_Direction A_
Edit the records from their start through the line containing "[[172, 366], [52, 328]]", replacing "blue jeans" with "denim jeans" and leaving everything else unchanged. Omit the pictures from your output.

_Given passage_
————————
Down your Dairy Milk and prick up your ears. I’m going to ask you to eschew that sweet milky marvel made with a full’glass-and-a-half’. Don’t be so pessimistic, though, for the glass remains resolutely half-full. With the new breed of brilliantly burnished bars, even those fond of cheap chocolate tools can do a DIY job on their tastebuds and develop a desire for the deeply dark stuff.
So why turn to the dark side? Because it’s broadly beneficial is why – to wallet, waistline and wellbeing. On the face of it, high-cocoa bars can command a high price pertaining to their percentage, but you also consume it in far smaller amounts. Hence the svelter silhouette. Within said silhouette will be antioxidants aplenty; helping your heart and boosting your brainpower.
If you really can’t bear to climb above the seventy-percent sector when it comes to chomping, high-cocoa chocolate might charm you in the kitchen. Please refrain from Peter Kaye-like’chilli jam?!’-style proclamations, and simply embrace the notion of integrating sweet and savoury. After all, when it comes to these bitter babies, the chocolate actually contributes more of the latter anyway.
Although largely billed as bars to bite into, all the specimens here work spectacularly in all sorts of stews, hotpots, moles and, indeed, anything that calls for a deep, rich flavour and perhaps a bit of smoke. Willie’s Black 100% Cacao, on the other hand, is bred especially for culinary use, the nine-strong range enabling you to choose one with characteristics to flatter the flavours in your food.
————————
_Data section_

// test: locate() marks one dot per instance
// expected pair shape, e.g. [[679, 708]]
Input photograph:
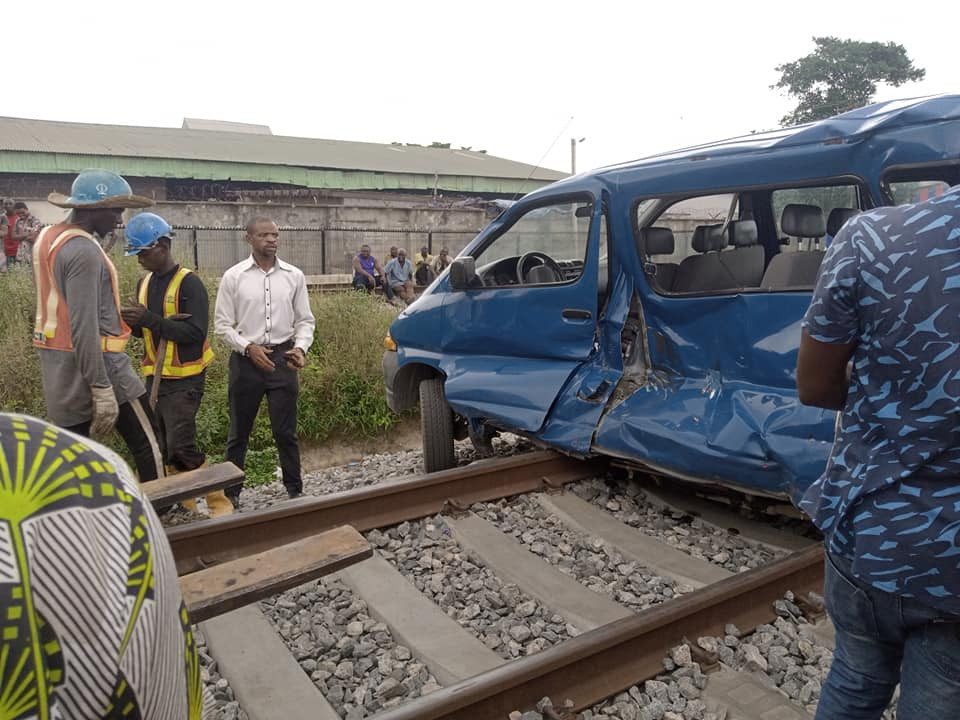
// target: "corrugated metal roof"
[[225, 126], [44, 136]]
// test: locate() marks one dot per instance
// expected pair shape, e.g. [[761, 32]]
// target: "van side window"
[[917, 191], [691, 248], [547, 245], [837, 201]]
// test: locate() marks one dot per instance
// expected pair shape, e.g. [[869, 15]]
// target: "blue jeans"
[[883, 639]]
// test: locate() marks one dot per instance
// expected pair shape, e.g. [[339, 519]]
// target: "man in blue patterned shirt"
[[881, 343]]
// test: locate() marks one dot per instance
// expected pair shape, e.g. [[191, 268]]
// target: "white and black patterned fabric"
[[92, 624]]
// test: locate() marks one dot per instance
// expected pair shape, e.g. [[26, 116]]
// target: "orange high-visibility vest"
[[172, 366], [52, 328]]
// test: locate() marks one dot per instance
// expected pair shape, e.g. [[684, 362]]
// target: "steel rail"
[[203, 544], [605, 661]]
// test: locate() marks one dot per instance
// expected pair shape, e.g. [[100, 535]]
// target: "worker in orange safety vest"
[[88, 381]]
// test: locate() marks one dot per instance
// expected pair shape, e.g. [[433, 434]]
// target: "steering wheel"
[[544, 260]]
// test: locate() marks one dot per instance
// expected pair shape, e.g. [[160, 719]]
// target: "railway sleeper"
[[164, 492], [230, 585]]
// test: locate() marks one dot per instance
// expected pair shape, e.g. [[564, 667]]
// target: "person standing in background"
[[88, 380], [7, 227], [172, 316], [25, 231], [262, 313]]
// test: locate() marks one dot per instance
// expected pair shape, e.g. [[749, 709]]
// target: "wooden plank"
[[192, 484], [231, 585]]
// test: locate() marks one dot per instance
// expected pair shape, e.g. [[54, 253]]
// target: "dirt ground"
[[340, 451]]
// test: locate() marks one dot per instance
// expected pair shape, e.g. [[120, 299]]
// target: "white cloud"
[[500, 76]]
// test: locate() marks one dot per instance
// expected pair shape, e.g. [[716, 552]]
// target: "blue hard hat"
[[100, 189], [143, 231]]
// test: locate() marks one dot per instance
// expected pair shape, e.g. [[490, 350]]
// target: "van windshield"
[[560, 231]]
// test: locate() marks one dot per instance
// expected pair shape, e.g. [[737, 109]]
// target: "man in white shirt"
[[263, 314]]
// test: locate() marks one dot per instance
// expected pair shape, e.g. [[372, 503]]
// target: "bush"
[[341, 389]]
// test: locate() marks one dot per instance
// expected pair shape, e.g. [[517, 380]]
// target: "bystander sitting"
[[399, 272], [367, 273], [391, 256]]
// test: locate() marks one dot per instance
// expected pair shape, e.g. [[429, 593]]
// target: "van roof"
[[860, 141]]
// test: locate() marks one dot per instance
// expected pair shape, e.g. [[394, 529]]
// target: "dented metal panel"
[[706, 389]]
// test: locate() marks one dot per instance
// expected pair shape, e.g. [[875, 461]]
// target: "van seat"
[[747, 258], [660, 241], [705, 272], [797, 268], [838, 218]]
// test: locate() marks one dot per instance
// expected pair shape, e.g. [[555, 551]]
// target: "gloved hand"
[[105, 410]]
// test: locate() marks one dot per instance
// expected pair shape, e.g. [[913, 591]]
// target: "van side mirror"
[[463, 273]]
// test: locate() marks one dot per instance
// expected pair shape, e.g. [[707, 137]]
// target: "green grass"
[[341, 389]]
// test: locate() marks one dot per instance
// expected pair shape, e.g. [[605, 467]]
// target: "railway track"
[[614, 648]]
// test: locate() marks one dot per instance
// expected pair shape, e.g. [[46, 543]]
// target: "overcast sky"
[[506, 77]]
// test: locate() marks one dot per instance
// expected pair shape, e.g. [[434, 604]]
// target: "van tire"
[[436, 426]]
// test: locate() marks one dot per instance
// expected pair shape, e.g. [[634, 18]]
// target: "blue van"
[[650, 312]]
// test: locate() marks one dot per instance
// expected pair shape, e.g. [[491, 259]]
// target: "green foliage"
[[842, 75], [341, 389]]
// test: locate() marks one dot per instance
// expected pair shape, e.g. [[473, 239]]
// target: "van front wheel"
[[436, 426]]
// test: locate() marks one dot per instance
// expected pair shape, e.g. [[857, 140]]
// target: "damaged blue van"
[[650, 312]]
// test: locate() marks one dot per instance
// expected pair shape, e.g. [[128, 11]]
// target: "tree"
[[841, 75]]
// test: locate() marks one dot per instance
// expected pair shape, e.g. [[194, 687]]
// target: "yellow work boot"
[[219, 504]]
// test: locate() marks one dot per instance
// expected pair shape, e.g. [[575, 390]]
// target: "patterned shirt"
[[93, 624], [889, 500]]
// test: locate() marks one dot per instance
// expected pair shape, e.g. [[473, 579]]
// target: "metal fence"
[[316, 251]]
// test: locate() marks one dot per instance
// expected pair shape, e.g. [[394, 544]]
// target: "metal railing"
[[316, 251]]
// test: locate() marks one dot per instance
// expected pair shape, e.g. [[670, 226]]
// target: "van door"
[[510, 346]]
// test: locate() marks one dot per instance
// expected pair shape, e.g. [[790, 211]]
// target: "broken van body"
[[651, 311]]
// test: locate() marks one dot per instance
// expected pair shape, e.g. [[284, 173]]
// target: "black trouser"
[[177, 428], [248, 385], [423, 275], [137, 426], [362, 282]]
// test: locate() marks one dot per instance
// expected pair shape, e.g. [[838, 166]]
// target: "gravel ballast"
[[499, 614], [626, 502], [351, 658], [589, 560]]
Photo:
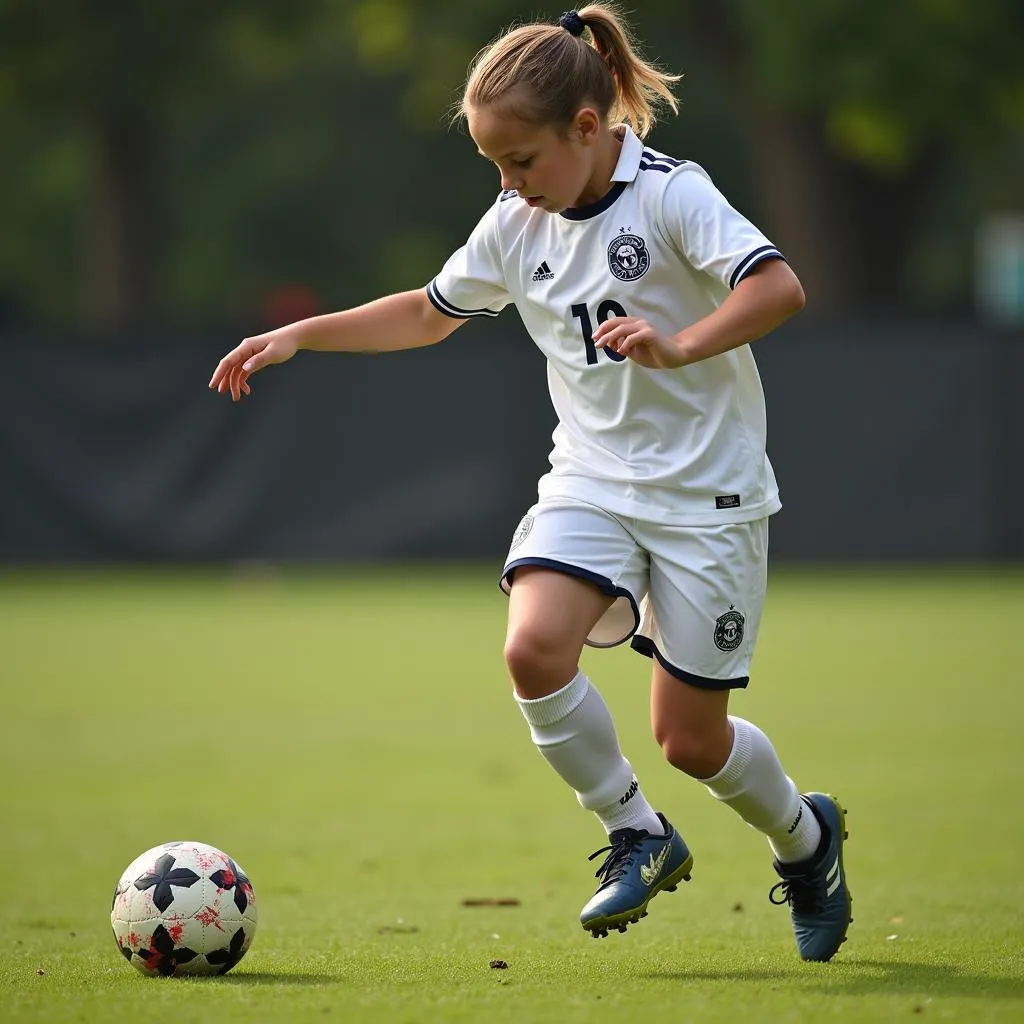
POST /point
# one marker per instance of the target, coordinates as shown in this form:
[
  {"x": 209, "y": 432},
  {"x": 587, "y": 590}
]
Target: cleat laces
[
  {"x": 801, "y": 893},
  {"x": 623, "y": 844}
]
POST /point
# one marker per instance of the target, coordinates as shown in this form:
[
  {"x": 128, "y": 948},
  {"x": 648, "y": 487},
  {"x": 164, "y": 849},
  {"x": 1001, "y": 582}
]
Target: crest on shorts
[
  {"x": 729, "y": 630},
  {"x": 628, "y": 256},
  {"x": 521, "y": 531}
]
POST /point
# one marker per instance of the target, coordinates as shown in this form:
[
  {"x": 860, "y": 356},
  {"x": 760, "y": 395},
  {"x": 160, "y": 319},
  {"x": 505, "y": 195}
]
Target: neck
[{"x": 606, "y": 157}]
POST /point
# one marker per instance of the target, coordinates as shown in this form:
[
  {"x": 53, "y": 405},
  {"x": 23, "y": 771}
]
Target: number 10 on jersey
[{"x": 605, "y": 310}]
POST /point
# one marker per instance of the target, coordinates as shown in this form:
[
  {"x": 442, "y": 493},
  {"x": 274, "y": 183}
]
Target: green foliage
[
  {"x": 890, "y": 78},
  {"x": 350, "y": 738},
  {"x": 278, "y": 127}
]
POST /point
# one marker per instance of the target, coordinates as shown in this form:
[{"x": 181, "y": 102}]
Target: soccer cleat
[
  {"x": 637, "y": 866},
  {"x": 820, "y": 904}
]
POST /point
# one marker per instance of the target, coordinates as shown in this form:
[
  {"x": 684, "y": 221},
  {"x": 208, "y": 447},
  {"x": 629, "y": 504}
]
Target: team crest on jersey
[
  {"x": 628, "y": 257},
  {"x": 729, "y": 631},
  {"x": 521, "y": 531}
]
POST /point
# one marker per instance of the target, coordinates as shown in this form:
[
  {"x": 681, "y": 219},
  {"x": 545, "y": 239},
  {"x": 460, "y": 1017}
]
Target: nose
————————
_Direction B_
Pick up the article on dark chocolate above after its final sentence and keep writing it.

_Written response A_
// test: locate() marks one dot per instance
// expected pair shape, e.g. [[679, 708]]
Input photograph:
// target: "corrugated metal roof"
[[225, 126], [44, 136]]
// test: locate() marks one dot per instance
// expected pair shape, e.g. [[761, 32]]
// target: "van side window"
[[917, 191], [691, 248], [547, 245], [837, 201]]
// test: locate() marks one dot per instance
// expected pair shape, e.g. [[869, 15]]
// target: "denim jeans"
[[883, 639]]
// test: locate() marks one dot per instance
// expected pair shape, e.g. [[339, 519]]
// target: "man in blue patterned shirt"
[[881, 343]]
// test: locate() marks one dot per instance
// expected pair shape, e.g. [[191, 268]]
// target: "white and black patterned fabric"
[[92, 624]]
// test: locate() marks one dot per instance
// expected pair shape, e.g. [[26, 116]]
// target: "orange high-visibility vest"
[[172, 366], [52, 328]]

_Written response B_
Rococo founder Chantal Coady has long allowed chocolate to creep into her savoury cooking. Her book,’Mastering the Art of Chocolate‘ is a pretty good place to seek inspiration to start doing the same – although pairing chocolate with oysters or cheese might be for the advanced advocate only. A bit of cocoa in a chilli, though, is an enigmatic addition that’s all-too-easy to fall for.
You grow more bitter with age not just in character, but palate too. Most of us have come round to the substantial joys of olives and Campari, so why not chocolate? Whether you think you’re embittered to bitter or are ready to bite, channel Dr Pepper and forge forward on your cocoa crusade. After all, as the soda-pop practitioner asks;’What’s the worst that could happen?’
The Twilight Zone:
Get your palate prepared to explore the dark side with a couple of lower-cocoa chocs – they may be punier in percentage yet are still brilliantly bold in terms of taste.
Very unusually, the beans are unroasted, giving rise to a delicately-hued bar with an abundance of the kind of subtle floral and fruits, honeyed vanilla and toffee you’d more often find in milk.
Available from The Chocolate Tree, £6
Tobacco-y, leather, a little fruity, mellow at heart… this bar’s like being given a big bear hug by the best type of Grandad. One who’s recently been sneakily imbibing a cupful of rich, powerful cocoa.
Available from Cocoaloco, £2.99
Mellow and creamy with lots and lots of vanilla and oak flavours – the choc equivalent of hudging up in a squidgy old soft leather chair and nursing a glass Bourbon. If ya dig that. You’ll dig this.
Available from Montezuma’s, £2.39
This bar from rare beans boasts astonishing complexity: astounding Peruvian cocoa clarity with oodles of fruit, from berry to citrus. Track your bar back to bean and download a tasting quiz online.
Available from Natoora, £4.25
A pale Vietnamese bar with a powerful and most unusual, smoky, tea-and-tobacco aroma. The Marmite-y, umami citrus notes and leather mean this 76% punches way above its weight.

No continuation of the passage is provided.